[[ PROVIDED DATA, beginning ]]
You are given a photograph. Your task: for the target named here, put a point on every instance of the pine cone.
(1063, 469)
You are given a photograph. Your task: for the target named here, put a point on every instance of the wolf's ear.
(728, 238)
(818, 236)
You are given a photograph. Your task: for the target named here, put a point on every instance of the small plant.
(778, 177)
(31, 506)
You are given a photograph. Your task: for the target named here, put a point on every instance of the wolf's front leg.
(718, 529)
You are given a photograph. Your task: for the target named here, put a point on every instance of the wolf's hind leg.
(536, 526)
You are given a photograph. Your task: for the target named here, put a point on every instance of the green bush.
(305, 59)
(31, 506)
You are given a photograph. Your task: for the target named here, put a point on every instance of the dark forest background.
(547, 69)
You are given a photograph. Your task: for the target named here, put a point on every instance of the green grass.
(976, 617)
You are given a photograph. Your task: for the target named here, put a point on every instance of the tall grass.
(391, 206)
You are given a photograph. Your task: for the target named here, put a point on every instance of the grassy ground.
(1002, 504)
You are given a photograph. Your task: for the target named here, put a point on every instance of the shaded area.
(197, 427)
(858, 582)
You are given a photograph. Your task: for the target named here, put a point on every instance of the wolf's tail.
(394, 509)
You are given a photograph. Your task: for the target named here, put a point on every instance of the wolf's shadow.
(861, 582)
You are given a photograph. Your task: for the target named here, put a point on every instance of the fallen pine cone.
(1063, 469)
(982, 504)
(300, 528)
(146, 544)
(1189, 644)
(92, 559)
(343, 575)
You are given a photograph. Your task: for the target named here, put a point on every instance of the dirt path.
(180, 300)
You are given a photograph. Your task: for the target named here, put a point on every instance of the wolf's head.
[[ PROVIDED DATA, end ]]
YOUR ASSIGNMENT: With the line containing "dark forest background." as the start and the last line of the material above as the end, copy that run of lines exactly, both ends included, and nothing more.

ANSWER AREA:
You are given a photograph. Your task: for the target named here, put a point on every instance of the dark forest background.
(547, 69)
You are given a photograph. Your task: for the target named here, put a point on every instance of the green grass.
(976, 617)
You are given a photograph. Your task: for the target named here, put a point on every instance of the tall grass.
(391, 206)
You are given a photograph. Your task: for the target named here, put a point on every instance of the grassy ground.
(1002, 504)
You are given a photograph. Your task: for the target named here, put a point on every instance of the shaded area.
(197, 427)
(858, 582)
You are given a photograph. Your task: for the target named here, put a point on every instance of the wolf's tail.
(394, 509)
You are given a photograph. Your task: for the target named here, put a point on every instance of the wolf's shadow.
(861, 582)
You are given a photograph. Your task: for the target named here, put a point on every instance of the fallen pine cone.
(1063, 469)
(982, 504)
(300, 528)
(146, 544)
(1189, 644)
(92, 559)
(343, 575)
You are given a photograph. Your task: for the target named here, put a point on every instance of the dirt path.
(180, 300)
You are given a photograph. Your task: for the target named here, put a point on every instance of the wolf's head.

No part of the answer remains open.